**Short problem**
Please give only the number of lines in the records below that contain the string "balcony".

**Given information**

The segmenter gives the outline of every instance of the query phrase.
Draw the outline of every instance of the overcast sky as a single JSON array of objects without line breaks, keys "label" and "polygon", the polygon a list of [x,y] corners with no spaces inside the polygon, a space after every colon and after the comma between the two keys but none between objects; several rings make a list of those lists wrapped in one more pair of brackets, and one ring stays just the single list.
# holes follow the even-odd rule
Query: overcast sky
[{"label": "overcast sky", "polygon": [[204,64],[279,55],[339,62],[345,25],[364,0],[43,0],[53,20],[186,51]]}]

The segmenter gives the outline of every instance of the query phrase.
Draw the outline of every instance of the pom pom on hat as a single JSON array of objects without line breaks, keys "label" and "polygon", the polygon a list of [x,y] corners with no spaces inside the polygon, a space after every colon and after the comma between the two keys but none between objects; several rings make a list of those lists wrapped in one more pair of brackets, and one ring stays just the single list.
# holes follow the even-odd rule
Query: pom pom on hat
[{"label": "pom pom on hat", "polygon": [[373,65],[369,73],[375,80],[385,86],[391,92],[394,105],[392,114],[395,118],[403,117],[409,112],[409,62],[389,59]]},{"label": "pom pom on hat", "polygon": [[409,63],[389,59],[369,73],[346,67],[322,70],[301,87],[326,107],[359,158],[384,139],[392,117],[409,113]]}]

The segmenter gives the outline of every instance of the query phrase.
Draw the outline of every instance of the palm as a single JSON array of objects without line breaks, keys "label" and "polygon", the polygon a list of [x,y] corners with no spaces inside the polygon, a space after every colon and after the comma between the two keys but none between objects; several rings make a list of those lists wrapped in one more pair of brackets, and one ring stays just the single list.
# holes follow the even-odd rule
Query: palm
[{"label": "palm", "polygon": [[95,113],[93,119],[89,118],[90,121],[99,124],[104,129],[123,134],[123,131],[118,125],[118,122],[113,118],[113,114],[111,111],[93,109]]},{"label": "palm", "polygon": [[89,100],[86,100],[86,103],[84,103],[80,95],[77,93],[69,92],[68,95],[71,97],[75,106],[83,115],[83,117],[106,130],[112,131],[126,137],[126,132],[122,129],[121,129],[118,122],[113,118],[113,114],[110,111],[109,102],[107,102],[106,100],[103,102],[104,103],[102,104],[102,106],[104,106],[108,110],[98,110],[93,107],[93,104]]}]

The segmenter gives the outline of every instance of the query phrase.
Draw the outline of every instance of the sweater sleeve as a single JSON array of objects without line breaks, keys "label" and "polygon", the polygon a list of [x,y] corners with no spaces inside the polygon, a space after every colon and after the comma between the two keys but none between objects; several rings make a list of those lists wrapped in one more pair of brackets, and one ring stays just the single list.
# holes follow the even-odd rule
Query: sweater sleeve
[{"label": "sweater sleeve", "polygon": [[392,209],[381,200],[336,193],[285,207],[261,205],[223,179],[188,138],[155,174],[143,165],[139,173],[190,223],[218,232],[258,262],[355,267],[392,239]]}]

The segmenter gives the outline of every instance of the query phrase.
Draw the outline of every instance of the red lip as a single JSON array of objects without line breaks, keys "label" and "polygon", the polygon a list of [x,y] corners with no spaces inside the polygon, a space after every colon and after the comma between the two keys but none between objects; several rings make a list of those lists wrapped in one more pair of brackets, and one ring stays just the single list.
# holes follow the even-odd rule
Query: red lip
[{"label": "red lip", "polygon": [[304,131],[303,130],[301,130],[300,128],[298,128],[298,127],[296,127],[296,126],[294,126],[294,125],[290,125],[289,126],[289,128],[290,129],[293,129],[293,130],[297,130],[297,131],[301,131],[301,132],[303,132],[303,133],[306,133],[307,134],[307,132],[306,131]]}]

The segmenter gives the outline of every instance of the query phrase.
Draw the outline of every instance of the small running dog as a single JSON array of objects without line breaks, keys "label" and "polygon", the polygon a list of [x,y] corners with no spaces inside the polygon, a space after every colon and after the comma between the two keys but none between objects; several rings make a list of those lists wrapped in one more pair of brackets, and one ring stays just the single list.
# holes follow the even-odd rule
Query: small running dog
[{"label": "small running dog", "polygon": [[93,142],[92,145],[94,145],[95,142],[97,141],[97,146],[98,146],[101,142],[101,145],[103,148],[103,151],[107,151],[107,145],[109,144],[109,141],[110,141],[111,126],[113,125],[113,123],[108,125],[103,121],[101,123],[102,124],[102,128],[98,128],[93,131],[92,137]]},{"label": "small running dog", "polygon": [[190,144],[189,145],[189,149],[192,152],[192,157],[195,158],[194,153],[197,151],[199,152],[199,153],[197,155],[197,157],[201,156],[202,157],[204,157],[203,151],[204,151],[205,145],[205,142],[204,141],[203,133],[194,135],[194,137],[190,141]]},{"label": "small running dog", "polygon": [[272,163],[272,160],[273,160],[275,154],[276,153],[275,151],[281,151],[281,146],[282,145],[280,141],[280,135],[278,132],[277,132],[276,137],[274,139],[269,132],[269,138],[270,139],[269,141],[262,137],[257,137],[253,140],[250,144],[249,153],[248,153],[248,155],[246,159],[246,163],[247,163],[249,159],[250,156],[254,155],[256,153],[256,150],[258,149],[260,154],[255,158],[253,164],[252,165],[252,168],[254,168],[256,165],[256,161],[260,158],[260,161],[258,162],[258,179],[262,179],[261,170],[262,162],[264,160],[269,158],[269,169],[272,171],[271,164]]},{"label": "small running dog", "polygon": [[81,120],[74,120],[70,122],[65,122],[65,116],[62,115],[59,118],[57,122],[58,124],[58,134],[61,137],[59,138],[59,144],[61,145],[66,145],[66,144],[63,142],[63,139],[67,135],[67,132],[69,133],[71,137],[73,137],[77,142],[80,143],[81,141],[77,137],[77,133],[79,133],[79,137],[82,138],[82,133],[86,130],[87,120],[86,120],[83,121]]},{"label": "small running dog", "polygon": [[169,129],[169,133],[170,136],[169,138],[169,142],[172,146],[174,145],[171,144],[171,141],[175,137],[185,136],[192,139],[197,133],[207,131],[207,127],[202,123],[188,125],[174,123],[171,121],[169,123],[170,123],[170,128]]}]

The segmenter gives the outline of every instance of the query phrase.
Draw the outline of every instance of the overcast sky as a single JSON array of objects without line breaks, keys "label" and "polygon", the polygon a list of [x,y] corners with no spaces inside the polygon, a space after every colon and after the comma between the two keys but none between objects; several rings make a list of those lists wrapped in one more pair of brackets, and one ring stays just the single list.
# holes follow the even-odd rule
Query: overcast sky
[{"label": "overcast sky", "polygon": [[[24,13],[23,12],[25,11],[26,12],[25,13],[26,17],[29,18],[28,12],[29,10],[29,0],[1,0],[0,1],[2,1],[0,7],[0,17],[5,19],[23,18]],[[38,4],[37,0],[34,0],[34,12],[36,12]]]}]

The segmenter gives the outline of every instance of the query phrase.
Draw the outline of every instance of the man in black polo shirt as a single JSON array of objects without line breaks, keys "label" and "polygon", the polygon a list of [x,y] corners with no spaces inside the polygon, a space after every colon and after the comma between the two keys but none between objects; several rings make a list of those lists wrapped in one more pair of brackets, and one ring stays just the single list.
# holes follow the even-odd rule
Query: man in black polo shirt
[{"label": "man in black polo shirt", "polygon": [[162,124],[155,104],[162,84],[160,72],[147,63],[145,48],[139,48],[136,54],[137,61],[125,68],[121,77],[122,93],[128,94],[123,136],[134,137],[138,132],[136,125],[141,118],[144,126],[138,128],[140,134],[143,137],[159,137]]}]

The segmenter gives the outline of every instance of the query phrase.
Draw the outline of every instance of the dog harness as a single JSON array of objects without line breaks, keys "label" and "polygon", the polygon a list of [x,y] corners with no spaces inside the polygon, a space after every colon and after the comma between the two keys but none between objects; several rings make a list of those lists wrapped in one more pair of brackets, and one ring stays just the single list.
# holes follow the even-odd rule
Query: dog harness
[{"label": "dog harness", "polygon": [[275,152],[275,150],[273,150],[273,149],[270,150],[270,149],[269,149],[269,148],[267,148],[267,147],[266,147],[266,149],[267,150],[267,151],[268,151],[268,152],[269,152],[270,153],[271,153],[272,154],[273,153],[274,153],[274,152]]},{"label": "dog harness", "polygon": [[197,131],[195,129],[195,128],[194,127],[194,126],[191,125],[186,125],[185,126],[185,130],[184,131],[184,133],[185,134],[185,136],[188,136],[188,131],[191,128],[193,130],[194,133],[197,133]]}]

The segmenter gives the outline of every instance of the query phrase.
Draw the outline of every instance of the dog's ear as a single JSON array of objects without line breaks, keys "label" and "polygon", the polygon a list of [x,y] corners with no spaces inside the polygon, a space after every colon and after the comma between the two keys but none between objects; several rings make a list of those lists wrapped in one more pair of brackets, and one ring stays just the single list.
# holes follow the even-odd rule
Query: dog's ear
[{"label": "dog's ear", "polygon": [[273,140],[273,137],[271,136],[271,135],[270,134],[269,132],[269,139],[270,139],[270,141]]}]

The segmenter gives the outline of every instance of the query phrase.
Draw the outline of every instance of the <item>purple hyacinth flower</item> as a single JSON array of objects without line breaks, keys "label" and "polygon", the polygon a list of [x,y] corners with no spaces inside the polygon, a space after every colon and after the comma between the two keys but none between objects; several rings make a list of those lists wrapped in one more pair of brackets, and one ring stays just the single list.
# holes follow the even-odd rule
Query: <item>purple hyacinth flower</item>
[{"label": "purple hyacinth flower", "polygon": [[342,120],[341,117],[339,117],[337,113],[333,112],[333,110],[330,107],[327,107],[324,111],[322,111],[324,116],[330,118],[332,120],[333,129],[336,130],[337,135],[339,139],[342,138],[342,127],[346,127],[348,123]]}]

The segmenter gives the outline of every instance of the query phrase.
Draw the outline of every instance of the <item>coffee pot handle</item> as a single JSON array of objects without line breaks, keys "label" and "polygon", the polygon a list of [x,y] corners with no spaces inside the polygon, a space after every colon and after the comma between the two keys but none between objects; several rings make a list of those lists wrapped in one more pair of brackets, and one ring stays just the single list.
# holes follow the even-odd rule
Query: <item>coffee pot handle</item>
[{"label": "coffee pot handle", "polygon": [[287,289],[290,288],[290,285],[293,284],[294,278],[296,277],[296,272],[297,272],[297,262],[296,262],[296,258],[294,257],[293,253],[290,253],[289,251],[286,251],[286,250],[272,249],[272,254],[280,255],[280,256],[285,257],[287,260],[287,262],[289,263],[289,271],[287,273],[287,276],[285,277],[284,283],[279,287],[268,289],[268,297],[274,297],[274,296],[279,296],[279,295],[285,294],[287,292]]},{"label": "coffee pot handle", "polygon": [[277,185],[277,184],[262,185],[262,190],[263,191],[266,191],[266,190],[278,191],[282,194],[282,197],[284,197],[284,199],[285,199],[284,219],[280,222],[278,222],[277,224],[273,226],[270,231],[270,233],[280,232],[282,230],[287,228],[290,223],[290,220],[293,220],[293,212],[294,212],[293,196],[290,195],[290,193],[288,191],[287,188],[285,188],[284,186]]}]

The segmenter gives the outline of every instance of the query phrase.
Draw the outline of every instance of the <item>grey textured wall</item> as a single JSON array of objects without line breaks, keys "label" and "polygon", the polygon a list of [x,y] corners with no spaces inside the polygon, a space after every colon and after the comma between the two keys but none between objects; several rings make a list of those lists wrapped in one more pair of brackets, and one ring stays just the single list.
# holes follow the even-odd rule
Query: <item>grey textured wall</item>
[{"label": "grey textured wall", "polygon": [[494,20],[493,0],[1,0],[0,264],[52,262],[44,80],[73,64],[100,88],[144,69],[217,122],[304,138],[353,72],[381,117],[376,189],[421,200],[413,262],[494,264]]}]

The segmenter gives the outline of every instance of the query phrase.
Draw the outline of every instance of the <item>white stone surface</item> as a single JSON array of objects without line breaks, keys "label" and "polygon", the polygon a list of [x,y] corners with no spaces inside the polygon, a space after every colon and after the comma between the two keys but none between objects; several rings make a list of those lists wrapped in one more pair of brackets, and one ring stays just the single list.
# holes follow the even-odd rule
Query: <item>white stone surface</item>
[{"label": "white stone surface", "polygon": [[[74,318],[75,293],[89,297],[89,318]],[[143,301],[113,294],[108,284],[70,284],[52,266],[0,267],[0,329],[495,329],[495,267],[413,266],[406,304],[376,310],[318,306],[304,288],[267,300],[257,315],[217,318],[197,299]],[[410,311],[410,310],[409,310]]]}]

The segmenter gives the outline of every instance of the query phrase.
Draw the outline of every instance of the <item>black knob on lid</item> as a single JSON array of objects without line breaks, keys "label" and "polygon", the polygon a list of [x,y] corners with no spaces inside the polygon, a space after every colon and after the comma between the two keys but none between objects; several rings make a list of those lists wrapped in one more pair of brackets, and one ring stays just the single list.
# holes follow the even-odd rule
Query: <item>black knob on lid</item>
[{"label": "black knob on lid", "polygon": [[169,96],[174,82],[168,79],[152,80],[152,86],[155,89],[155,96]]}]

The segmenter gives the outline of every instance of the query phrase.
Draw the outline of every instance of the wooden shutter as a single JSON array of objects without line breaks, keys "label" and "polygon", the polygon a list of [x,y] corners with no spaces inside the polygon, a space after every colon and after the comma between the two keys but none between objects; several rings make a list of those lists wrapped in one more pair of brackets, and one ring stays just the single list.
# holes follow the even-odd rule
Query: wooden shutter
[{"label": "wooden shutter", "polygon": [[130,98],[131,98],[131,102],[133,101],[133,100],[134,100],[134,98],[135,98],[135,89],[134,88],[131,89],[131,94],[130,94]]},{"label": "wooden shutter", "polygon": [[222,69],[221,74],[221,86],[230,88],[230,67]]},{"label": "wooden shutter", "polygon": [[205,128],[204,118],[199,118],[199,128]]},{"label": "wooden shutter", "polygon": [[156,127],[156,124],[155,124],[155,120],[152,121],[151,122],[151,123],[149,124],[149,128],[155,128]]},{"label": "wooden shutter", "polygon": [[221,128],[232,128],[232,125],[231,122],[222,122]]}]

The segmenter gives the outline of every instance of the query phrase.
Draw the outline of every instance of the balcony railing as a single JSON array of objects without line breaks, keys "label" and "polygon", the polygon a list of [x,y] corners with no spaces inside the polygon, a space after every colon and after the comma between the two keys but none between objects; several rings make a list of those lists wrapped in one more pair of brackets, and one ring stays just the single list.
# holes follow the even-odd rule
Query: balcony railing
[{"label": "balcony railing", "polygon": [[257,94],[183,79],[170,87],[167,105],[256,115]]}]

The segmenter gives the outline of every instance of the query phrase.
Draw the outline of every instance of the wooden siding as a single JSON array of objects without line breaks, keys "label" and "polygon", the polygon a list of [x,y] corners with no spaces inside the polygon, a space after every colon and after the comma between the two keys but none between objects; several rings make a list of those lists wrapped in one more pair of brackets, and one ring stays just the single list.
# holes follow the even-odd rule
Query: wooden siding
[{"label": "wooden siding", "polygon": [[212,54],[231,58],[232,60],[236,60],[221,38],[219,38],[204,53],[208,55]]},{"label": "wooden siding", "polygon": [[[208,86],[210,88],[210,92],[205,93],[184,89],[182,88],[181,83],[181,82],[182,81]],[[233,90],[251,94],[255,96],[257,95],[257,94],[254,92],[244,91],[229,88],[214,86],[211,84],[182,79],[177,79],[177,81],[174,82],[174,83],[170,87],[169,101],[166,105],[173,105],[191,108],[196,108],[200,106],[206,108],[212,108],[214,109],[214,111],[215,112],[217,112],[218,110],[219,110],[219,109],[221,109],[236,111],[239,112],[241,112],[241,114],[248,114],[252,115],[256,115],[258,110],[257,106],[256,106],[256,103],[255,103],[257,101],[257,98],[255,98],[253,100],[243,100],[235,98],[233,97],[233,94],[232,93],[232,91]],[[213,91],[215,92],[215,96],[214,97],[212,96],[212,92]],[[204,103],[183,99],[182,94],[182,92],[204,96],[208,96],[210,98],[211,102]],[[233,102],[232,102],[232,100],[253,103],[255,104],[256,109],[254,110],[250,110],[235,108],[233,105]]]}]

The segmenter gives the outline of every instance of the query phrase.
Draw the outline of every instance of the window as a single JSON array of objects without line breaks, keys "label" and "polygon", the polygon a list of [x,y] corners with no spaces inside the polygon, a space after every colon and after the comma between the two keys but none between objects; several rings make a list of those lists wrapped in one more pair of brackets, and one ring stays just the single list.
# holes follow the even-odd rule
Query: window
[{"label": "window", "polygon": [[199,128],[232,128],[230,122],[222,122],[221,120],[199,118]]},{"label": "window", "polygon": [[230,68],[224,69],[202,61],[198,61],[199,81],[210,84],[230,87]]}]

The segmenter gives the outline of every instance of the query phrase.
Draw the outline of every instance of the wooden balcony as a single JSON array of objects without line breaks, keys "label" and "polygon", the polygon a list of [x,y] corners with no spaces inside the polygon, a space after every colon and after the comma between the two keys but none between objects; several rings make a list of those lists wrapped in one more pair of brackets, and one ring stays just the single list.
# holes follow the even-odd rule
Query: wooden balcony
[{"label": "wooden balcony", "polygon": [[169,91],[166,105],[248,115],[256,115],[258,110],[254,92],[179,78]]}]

**Exercise result**
6